### Passage provided
☆ ☆ ☆ ☆ ☆ ☆ ☆
Canada: Rule 22 Motions: No Discovery? No Problem!

Last Updated: March 21 2019
Article by Caitlin Mahoney

In Linda Trevors v. Anne Doucet, Lea Allard, Enterprise Rent-A-Car Canada Company, and Co-operators General Insurance,1 (hereinafter "Trevors v. Doucet") the moving party applied for summary judgment early in the proceeding. Discovery had not yet occurred. The applicants were successful on the motion despite allegations it was premature.


On May 16, 2015, a head on collision occurred between two rental vehicles both owned by Enterprise Rent-A-Car Canada Company ("ERAC") on Route 11, near Miramichi, New Brunswick. The defendant, Ann Doucet ("Doucet"), was operating a Nissan Altima and travelling south. The plaintiff, Linda Trevors ("Trevors"), was a passenger in the Nissan Altima. The other defendant, Lea Allard ("Allard") was operating a Dodge Journey and travelling north. The Dodge Journey crossed the center line of Route 11 and collided with the Nissan Altima in the southbound lane, Doucet's lane of travel (the "Accident"). The Plaintiff Trevors sued both the driver of the Nissan Altima, Doucet, and the driver of the Dodge Journey, Allard, as well as Trevor's own excess insurer.

Doucet and ERAC, in its capacity as Doucet's insurer (collectively "ERAC-Doucet"), brought a motion for summary judgment. ERAC-Doucet refused to attend discovery while the motion was pending.

The Decision

Trevors opposed the motion on the basis it was premature as discovery had not occurred.2 The court confirmed there was no requirement to have an examination of discovery before filing a Rule 22 motion. Justice Robichaud concluded:

"Rule 22 clearly does not require examination for discovery to be held prior to filing or hearing the motion. A motion can be filed as soon as the pleadings are closed. It is not improper to try to avoid costs associated with an examination for discovery if there is no genuine issue requiring a trial.3"

Justice Robichaud reiterated that it was "not improper" for a party to avoid the costs of discovery by filing a summary judgment motion if there was no genuine issue requiring a trial.

The court cautioned litigants against causing a "disadvantage" to a party by withholding important documents or information and by filing a summary judgment motion. Justice Robichaud outlined under such circumstances the court would allow cross-examination of a witness, and would grant an adjournment to allow for discovery of documents, for the preparation of expert evidence, or for discovery.4 Summary judgment is an early resolution tool but it cannot be used to thwart the discovery procedure.
☆ ☆ ☆ ☆ ☆ ☆ ☆
### Recorded data

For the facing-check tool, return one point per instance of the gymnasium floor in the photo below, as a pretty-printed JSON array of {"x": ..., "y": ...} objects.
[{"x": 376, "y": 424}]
☆ ☆ ☆ ☆ ☆ ☆ ☆
### Problems
**A.** In the article on Trevors v. Doucet, what vehicle was Allard driving?
**B.** Rewrite the part of the article on Trevors v. Doucet between "On May 16, 2015, a" and "own excess insurer.", inclusive, using "Toyota Camry" in place of "Nissan Altima".
**C.** Name every party listed in the full case title given in the article on Trevors v. Doucet.

### Results for the exercise
**A.** A Dodge Journey.

**B.**
On May 16, 2015, a head on collision occurred between two rental vehicles both owned by Enterprise Rent-A-Car Canada Company ("ERAC") on Route 11, near Miramichi, New Brunswick. The defendant, Ann Doucet ("Doucet"), was operating a Toyota Camry and travelling south. The plaintiff, Linda Trevors ("Trevors"), was a passenger in the Toyota Camry. The other defendant, Lea Allard ("Allard") was operating a Dodge Journey and travelling north. The Dodge Journey crossed the center line of Route 11 and collided with the Toyota Camry in the southbound lane, Doucet's lane of travel (the "Accident"). The Plaintiff Trevors sued both the driver of the Toyota Camry, Doucet, and the driver of the Dodge Journey, Allard, as well as Trevor's own excess insurer.

**C.** Linda Trevors, Anne Doucet, Lea Allard, Enterprise Rent-A-Car Canada Company, Co-operators General Insurance